◆ **Given text**:
● ● ● ● ● ● ●

Today, wood chips constitute the main source of fibres used in pulp and paper mills. These chips represent over 70 % of the total supply while only 20 years ago, this raw material was considered to be a residue of the sawmill industry. Other fibre sources include some pulpwood, which is sent directly to the paper mill, as well as recycled paper and paperboard.

Pulpwood Preparation

When the wood is sent directly to the pulp and paper mill, it must be stripped of its bark. This process is often carried out inside enormous drums where the logs are tumbled together. This operation may be done with or without water (wet stripping).

The bark is recovered and used as fuel to produce steam, which the mill needs a great deal of at various stages of the paper making process. Moreover, the water used for wet stripping is usually recycled water as it comes from other sectors of the mill. In addition, water collected at the end of this operation is either reused or sent on to the process water treatment equipment.

Pulp Processing

Wood is composed of cellulose fibres that are cemented together with a substance called lignin. To transform wood into pulp, the fibres must by separated. This separation is done using either a mechanical or chemical process. Depending on the paper or paperboard desired, different types of pulp are produced and mixed into varying proportions.

Mechanical pulp is manufactured by crushing the stripped logs with huge grindstones, which are called grinders, and soaking them with water. When wood chips are ground in refiners using steam at high pressures and temperatures, characteristics of the pulp are different. This is called thermomechanical pulp (TMP). Chemithermomechanical pulp (CTMP) is obtained when chemicals are introduced, in addition to the steam. Generally speaking, mechanical type pulps are used to manufacture products requiring less strength, such as newsprint and paperboards.

In the preparation of chemical pulp, wood chips are cooked in large pressure reactors (batch or continuous digesters) with cooking chemicals (called white liqour: Na2S and NaOH). The combined action of the heat and the chemicals dissolves the lignin, releasing the long wood fibres without breaking them. Chemical pulp is therefore used to manufacture products requiring greater strength, like printing and writing papers. One such chemical type pulp is the kraft pulp, also known as sulphate pulp. Because it holds a brownish color, this type of pulp must often be bleached.

● ● ● ● ● ● ●

Point placement rows
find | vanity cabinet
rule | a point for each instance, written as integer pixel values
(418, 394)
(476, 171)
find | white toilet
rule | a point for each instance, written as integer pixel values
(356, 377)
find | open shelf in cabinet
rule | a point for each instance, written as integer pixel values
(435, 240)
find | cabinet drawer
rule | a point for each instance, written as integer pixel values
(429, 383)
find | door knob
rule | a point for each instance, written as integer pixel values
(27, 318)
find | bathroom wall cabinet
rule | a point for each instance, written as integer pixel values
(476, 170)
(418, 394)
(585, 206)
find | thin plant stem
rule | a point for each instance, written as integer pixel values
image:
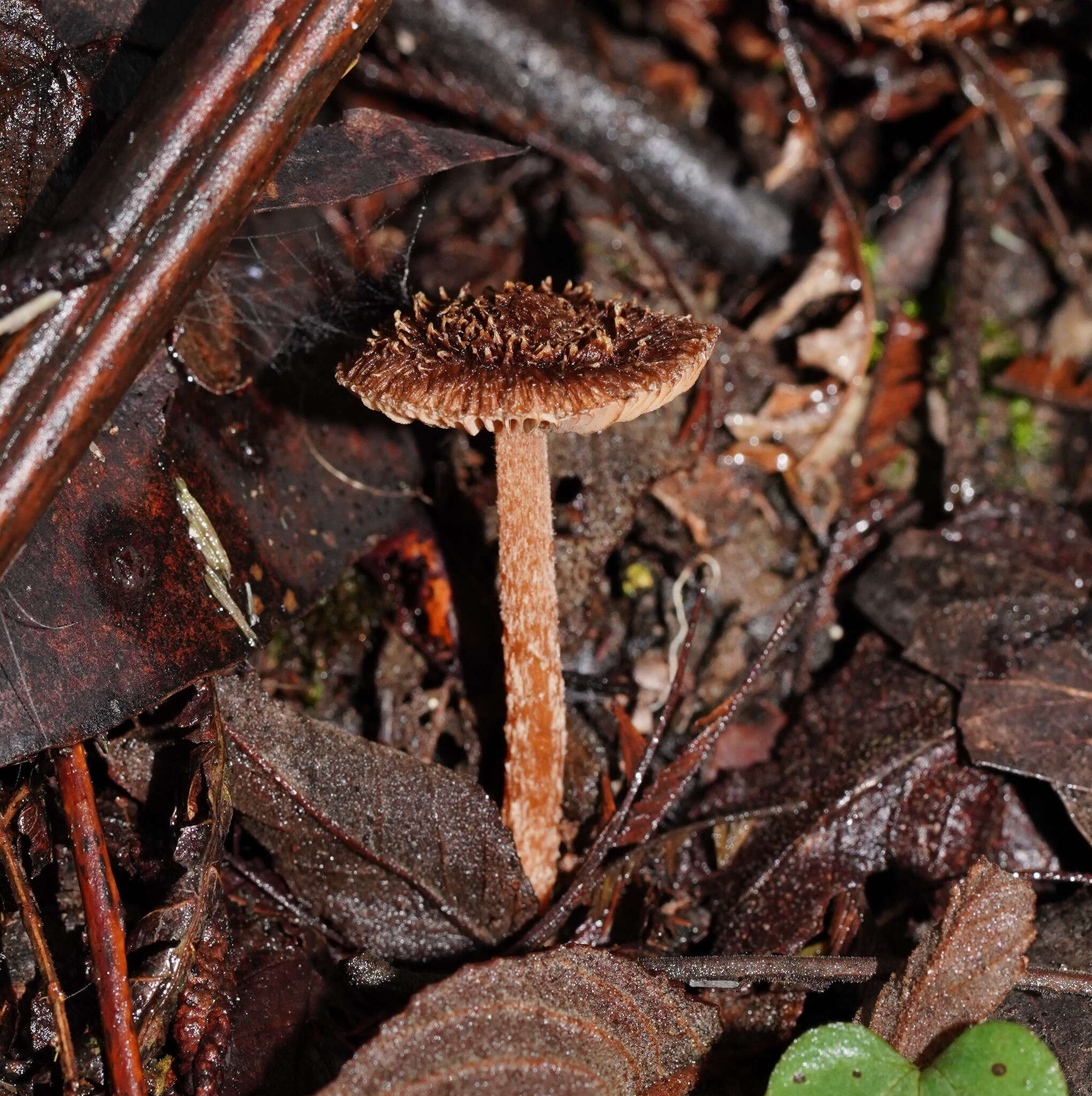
(35, 931)
(102, 909)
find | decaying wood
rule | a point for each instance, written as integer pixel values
(170, 187)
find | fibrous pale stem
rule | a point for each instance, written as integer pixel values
(535, 728)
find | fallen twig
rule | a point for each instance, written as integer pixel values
(684, 178)
(102, 910)
(170, 186)
(35, 932)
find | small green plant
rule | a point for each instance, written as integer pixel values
(991, 1059)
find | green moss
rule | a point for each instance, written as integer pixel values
(1001, 347)
(1028, 437)
(636, 579)
(871, 253)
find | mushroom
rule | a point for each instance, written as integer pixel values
(523, 362)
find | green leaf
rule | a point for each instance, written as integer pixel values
(841, 1060)
(995, 1059)
(992, 1059)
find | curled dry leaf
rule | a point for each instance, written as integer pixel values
(963, 969)
(43, 104)
(1062, 1021)
(558, 1023)
(964, 598)
(404, 858)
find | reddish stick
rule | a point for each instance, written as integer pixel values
(170, 187)
(102, 909)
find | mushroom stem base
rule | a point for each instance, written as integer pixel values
(535, 728)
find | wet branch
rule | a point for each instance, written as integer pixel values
(170, 187)
(35, 931)
(102, 909)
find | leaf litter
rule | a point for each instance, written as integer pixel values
(312, 864)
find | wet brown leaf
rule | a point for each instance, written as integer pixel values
(962, 599)
(369, 150)
(963, 969)
(149, 25)
(568, 1021)
(404, 858)
(280, 1004)
(874, 766)
(111, 588)
(189, 924)
(43, 104)
(1063, 1021)
(1036, 718)
(1064, 382)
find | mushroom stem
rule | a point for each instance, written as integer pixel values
(535, 727)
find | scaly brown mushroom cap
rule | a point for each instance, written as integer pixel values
(521, 356)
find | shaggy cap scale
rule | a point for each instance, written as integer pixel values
(530, 357)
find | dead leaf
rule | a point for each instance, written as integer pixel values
(1062, 1021)
(1063, 382)
(964, 598)
(368, 150)
(111, 589)
(404, 858)
(827, 275)
(563, 1022)
(873, 768)
(838, 350)
(43, 104)
(177, 937)
(963, 969)
(1036, 718)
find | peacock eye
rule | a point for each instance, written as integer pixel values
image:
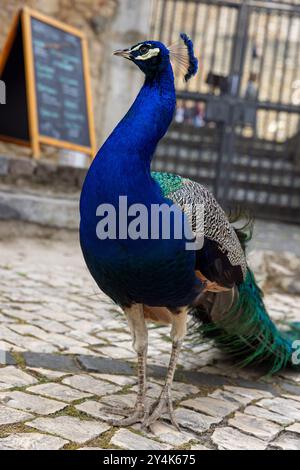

● ● ● ● ● ● ●

◆ **Given exercise 1**:
From the point placement rows, extract verbatim everything from the row containing "find | wet brown leaf" down to the row containing "(1064, 382)", including both of those rows.
◆ **Given exercise 2**:
Continue the text on pulp and paper processing from the point where it stops.
The text on pulp and paper processing and the point placement rows were taken from unrelated sources.

◆ **Written response 1**:
find | wet brown leaf
rule | a point for each instance, written as integer pixel values
(962, 599)
(369, 150)
(963, 969)
(149, 25)
(568, 1021)
(404, 858)
(280, 1004)
(874, 766)
(111, 588)
(189, 924)
(43, 104)
(1063, 1021)
(1036, 718)
(1064, 382)

◆ **Written response 2**:
Manufacturing recycled pulp, from waste paper and paperboard begins in huge grinders called pulpers. These are large vats where water, steam and, occasionally, chemicals are added to the paper mixture. First, contaminants such as paper clips, plastic ties and elastic bands must be removed. The pulp is then sifted to eliminate unwanted particles. Recycled pulp is most often used to make paperboard or sanitary paper. On the other hand, recycled pulp is also used to make other types of products where it must be mixed with one or more types of virgin pulp. When the quality of the product requires it, the recycled pulp may also be deinked. Chemicals or soaps are used to dislodge the ink from the wood fibres. The ink is then extracted from the pulp by washing or by flotation.

At the pulp making stage, many measures are taken to ensure the protection of the environment. For example, chemicals used during the Kraft pulp process, which are often referred to as black liquor, are recovered as much as possible. Usually, they are reused in the manufacturing process or for energy purposes. Moreover, steam produced during the cooking of the wood chips is collected and condensed. A significant part of the liquid's pollutants is then removed before being sent on to the wastewater treatment equipment. Also, the heat generated during the pulp making process is recovered as much as possible and reused in the mill. This has allowed pulp and paper manufacturers to considerably reduce their water consumption in recent years.

When waste paper and paperboard is made into recycled pulp, about 15 % to 20 % of the secondary fibres are generally too short to be reused in the manufacturing process. These fibres are thus collected and used for other purposes. The most popular option, because of its economic and environmental benefits, is to use these residues for energy purposes. Several projects are also underway to develop uses for residues generated through wastewater treatment and deinking. Research has been intensified notably in the areas of composting and soil amendment.

Pulp Bleaching

Certain types of paper and paperboard require that the pulp be bleached. Chemicals used for this purpose dissolve and further eliminate the lignin, the natural glue that binds wood fibres. The resulting product is not only whiter but also more resistant and absorbent. Without bleaching, the paper would become brittle and yellow with time, like old newspapers for instance.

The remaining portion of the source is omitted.